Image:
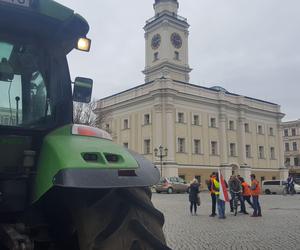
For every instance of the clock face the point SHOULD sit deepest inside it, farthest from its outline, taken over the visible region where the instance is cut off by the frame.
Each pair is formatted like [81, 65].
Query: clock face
[155, 42]
[176, 40]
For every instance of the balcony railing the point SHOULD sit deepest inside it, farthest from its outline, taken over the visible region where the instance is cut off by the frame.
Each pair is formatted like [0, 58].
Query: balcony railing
[180, 18]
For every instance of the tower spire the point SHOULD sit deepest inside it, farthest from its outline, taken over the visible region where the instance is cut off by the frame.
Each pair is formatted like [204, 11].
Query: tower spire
[166, 6]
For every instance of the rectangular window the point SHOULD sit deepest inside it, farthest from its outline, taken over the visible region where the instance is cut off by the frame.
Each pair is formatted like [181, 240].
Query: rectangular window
[182, 176]
[287, 161]
[181, 117]
[214, 148]
[260, 129]
[197, 147]
[272, 153]
[147, 146]
[181, 145]
[231, 125]
[213, 122]
[295, 146]
[248, 151]
[196, 120]
[232, 148]
[146, 119]
[125, 124]
[198, 178]
[287, 147]
[247, 129]
[261, 152]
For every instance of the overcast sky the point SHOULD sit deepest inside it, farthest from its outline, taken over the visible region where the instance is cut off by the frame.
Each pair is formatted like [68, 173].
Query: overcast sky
[249, 47]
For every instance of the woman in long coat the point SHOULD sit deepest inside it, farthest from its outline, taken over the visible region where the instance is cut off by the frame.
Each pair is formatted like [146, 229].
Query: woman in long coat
[193, 196]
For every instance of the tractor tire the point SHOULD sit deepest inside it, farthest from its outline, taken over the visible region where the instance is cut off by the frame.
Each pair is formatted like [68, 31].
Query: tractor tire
[267, 191]
[124, 218]
[170, 190]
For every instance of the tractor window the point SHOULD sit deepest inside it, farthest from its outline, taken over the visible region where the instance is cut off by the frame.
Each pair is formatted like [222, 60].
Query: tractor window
[24, 100]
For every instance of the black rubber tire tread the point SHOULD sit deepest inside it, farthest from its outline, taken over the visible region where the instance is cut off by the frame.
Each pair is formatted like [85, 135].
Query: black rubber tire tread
[124, 219]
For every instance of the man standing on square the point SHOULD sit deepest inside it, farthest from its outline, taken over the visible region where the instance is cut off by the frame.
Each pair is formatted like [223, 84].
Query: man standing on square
[255, 191]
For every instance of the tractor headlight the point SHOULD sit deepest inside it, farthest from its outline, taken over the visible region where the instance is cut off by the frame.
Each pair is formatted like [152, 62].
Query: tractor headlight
[84, 44]
[83, 130]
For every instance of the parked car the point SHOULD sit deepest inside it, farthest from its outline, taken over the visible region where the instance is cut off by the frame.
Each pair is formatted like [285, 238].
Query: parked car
[273, 186]
[171, 185]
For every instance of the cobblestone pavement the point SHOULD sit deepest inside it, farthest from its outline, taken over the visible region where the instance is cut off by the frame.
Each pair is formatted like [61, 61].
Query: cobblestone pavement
[279, 228]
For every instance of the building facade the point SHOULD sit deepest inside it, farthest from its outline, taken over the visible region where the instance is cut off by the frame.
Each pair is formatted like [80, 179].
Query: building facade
[291, 137]
[203, 128]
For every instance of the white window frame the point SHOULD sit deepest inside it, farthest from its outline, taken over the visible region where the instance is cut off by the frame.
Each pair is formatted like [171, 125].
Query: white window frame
[232, 153]
[262, 129]
[183, 145]
[287, 147]
[193, 120]
[147, 148]
[210, 121]
[217, 147]
[248, 125]
[144, 119]
[230, 121]
[194, 146]
[272, 153]
[178, 116]
[295, 148]
[248, 153]
[271, 131]
[128, 124]
[263, 152]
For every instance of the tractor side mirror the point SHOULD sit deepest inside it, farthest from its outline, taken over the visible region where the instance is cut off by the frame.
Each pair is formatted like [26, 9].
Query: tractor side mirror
[82, 91]
[6, 71]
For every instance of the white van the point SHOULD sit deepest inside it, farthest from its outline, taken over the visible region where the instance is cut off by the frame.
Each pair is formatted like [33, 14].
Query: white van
[273, 186]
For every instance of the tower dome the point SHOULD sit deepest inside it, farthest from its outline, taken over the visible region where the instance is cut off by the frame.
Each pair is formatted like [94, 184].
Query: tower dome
[166, 5]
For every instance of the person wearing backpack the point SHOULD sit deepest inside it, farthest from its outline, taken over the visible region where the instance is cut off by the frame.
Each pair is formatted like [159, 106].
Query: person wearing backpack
[194, 196]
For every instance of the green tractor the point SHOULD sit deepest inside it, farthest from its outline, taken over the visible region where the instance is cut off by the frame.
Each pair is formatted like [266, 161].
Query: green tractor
[62, 185]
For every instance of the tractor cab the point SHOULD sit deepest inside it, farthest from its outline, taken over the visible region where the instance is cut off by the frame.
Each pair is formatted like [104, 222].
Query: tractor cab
[35, 87]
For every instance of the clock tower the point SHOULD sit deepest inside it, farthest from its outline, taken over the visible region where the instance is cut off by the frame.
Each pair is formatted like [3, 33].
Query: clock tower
[166, 36]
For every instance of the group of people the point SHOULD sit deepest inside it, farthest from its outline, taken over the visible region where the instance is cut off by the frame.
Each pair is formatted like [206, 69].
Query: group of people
[238, 189]
[290, 185]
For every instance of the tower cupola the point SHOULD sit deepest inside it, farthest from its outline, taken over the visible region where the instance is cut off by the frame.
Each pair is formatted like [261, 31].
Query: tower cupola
[166, 6]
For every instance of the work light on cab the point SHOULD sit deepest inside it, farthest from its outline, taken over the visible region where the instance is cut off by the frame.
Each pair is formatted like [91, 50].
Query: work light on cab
[84, 44]
[90, 131]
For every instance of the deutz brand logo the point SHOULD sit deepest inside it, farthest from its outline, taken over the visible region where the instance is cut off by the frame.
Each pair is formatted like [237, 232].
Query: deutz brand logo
[24, 3]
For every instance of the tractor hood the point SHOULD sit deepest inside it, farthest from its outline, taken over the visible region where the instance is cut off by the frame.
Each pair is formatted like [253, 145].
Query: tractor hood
[45, 19]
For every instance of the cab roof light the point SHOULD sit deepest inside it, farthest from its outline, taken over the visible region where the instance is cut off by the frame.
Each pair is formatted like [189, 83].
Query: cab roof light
[84, 44]
[84, 130]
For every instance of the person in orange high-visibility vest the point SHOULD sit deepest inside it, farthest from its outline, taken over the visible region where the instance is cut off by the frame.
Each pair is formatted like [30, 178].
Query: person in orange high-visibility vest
[212, 194]
[255, 191]
[246, 193]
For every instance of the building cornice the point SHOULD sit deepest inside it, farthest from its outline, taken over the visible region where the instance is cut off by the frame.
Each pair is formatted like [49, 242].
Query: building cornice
[162, 87]
[166, 16]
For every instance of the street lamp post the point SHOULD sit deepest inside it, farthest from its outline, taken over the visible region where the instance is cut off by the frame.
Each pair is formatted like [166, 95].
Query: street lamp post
[161, 152]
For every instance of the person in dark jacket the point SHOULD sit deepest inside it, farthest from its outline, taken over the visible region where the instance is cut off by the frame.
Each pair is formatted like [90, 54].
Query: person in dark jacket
[212, 194]
[193, 196]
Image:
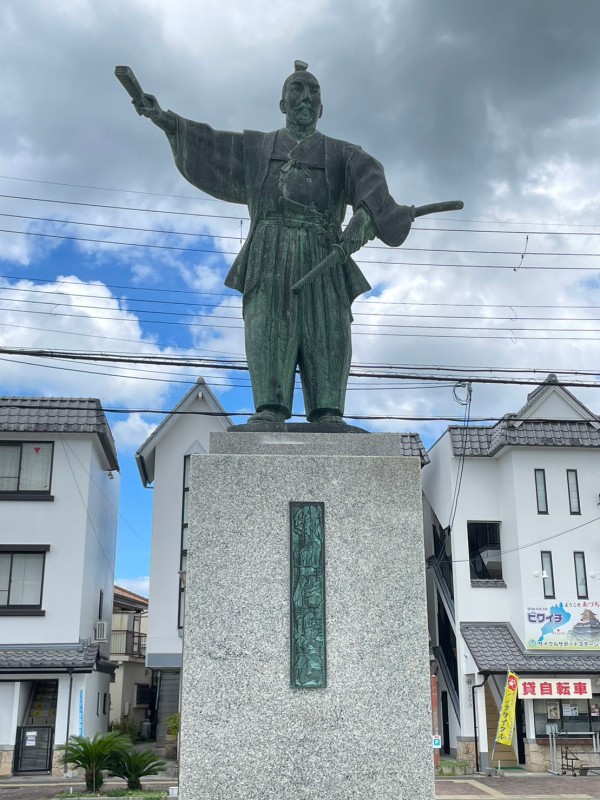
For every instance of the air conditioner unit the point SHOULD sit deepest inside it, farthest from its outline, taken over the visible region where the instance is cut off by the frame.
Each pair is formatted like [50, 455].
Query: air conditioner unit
[101, 631]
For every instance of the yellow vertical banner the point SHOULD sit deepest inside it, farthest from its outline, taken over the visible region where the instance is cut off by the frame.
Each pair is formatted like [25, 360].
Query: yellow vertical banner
[506, 723]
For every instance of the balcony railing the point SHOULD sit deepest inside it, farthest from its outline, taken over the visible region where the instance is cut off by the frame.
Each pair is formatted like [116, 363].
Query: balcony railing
[128, 643]
[443, 562]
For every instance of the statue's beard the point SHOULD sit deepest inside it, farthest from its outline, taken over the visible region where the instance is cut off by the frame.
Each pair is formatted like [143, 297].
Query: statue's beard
[303, 117]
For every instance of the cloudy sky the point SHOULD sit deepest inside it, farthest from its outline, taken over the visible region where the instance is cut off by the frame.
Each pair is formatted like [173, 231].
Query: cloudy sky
[105, 248]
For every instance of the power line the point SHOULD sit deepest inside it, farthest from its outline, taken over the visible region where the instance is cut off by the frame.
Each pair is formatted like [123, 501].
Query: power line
[236, 306]
[195, 315]
[111, 226]
[215, 364]
[368, 301]
[571, 267]
[206, 199]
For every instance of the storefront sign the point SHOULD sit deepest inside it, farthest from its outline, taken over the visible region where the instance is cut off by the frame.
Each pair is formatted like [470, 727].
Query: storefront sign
[506, 723]
[563, 625]
[547, 688]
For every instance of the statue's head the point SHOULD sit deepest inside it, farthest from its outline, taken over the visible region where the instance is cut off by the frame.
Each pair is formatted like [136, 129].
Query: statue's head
[301, 99]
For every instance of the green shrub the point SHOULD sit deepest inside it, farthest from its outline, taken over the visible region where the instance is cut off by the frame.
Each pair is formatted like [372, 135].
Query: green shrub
[173, 724]
[93, 755]
[131, 765]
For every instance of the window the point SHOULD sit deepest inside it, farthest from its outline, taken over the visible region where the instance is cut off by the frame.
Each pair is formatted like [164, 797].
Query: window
[580, 575]
[540, 491]
[547, 570]
[485, 558]
[21, 578]
[184, 541]
[573, 487]
[144, 694]
[25, 467]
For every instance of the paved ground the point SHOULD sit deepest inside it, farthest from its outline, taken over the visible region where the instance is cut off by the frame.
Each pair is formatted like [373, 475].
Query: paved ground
[517, 787]
[521, 787]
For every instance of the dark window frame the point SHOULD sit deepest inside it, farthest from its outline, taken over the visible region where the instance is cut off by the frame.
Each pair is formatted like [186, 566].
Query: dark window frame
[563, 723]
[24, 609]
[548, 583]
[542, 507]
[573, 472]
[582, 561]
[29, 494]
[479, 538]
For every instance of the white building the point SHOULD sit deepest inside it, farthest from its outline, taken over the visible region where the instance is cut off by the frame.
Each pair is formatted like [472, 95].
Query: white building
[132, 693]
[162, 461]
[59, 486]
[511, 525]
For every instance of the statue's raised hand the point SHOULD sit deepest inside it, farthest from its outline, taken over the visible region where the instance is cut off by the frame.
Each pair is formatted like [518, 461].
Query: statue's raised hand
[145, 104]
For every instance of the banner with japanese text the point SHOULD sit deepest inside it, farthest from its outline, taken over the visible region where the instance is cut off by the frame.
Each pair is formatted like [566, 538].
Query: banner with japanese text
[562, 625]
[506, 723]
[554, 688]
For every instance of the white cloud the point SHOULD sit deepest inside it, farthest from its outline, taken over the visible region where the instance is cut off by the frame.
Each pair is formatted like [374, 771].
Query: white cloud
[140, 585]
[131, 432]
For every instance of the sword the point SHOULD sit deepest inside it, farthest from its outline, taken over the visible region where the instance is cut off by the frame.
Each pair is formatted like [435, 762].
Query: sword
[338, 255]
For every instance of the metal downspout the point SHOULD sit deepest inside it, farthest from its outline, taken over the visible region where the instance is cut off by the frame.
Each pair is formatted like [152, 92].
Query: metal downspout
[476, 686]
[70, 671]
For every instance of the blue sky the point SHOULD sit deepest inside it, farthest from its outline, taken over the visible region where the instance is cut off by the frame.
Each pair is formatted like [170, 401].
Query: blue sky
[494, 104]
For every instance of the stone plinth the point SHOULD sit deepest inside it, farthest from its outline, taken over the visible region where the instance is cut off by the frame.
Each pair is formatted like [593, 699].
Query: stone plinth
[245, 733]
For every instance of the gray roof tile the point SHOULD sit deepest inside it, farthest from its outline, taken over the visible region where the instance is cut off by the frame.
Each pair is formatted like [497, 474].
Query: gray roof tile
[496, 648]
[487, 441]
[58, 415]
[15, 658]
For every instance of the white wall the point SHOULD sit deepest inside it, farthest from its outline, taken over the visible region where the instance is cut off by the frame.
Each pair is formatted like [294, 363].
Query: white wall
[62, 524]
[163, 635]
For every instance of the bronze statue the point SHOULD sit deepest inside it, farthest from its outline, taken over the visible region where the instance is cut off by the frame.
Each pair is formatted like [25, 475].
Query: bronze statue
[294, 271]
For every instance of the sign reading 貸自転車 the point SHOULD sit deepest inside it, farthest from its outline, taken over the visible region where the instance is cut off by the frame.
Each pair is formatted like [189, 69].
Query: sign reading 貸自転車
[552, 688]
[562, 625]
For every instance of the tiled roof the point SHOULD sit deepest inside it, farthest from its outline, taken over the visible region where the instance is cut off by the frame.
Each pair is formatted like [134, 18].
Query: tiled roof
[496, 648]
[15, 658]
[413, 446]
[516, 430]
[58, 415]
[487, 441]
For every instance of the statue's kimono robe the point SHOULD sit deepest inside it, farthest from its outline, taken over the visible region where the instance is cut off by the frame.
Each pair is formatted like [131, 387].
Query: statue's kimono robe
[297, 193]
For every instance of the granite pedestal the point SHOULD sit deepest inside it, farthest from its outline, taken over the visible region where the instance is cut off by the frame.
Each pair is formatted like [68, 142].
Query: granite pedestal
[245, 733]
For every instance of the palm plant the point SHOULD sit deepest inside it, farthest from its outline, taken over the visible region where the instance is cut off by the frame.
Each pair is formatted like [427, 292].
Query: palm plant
[94, 755]
[131, 765]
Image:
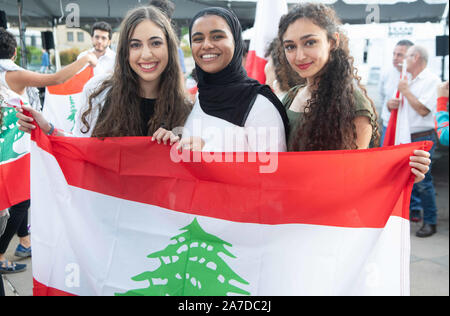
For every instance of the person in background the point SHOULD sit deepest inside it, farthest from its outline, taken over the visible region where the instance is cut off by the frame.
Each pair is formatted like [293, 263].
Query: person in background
[101, 35]
[420, 99]
[21, 83]
[389, 83]
[442, 113]
[246, 49]
[168, 8]
[45, 63]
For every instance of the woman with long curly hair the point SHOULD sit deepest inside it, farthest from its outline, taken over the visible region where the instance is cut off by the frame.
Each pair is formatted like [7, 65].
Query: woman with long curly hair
[145, 91]
[331, 110]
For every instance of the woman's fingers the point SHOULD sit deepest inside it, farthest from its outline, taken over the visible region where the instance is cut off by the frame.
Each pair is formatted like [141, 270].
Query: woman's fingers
[419, 176]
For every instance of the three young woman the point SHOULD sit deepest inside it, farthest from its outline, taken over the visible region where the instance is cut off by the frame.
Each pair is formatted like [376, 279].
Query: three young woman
[331, 111]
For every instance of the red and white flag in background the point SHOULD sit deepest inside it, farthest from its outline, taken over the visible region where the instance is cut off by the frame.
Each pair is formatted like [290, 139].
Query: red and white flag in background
[63, 101]
[14, 153]
[108, 221]
[268, 14]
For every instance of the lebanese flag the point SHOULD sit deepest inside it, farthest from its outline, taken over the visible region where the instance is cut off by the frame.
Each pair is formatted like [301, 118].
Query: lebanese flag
[64, 100]
[268, 15]
[120, 216]
[14, 161]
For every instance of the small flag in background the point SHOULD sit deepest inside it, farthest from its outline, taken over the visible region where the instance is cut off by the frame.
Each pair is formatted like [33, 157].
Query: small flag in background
[14, 161]
[397, 131]
[268, 14]
[63, 101]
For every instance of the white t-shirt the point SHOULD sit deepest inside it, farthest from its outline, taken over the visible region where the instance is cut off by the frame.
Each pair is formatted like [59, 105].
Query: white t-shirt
[105, 63]
[388, 89]
[263, 131]
[424, 88]
[8, 93]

● Aim of the task: Give exactly the lines from the one with "For every instance of the lebanese" to the end of the entries, nothing before them.

● Result for this task:
For every instance of the lebanese flag the point SHOULD sit deepest inside it, farthest from its outline, taken over the visible region where the instance is cut off by the frame.
Each pair is formatted like [301, 118].
Query: lebanese flag
[64, 100]
[268, 15]
[120, 216]
[14, 161]
For every instance of the small flag in background the point SHOULD sit deepest inside it, farthest from its outline, taken over the visible region where the instance is cut off by the frame.
Each pair is formatted like [33, 157].
Query: small flag in background
[14, 161]
[397, 131]
[268, 14]
[63, 101]
For every instance of the white t-shirt the point SHOULD sit deepest inside it, farthest from its outline, taken over the visible region where the instance is cut off by the frame.
Each pair is formatted like [59, 105].
Query: white t-shirt
[105, 63]
[388, 89]
[263, 131]
[424, 88]
[8, 93]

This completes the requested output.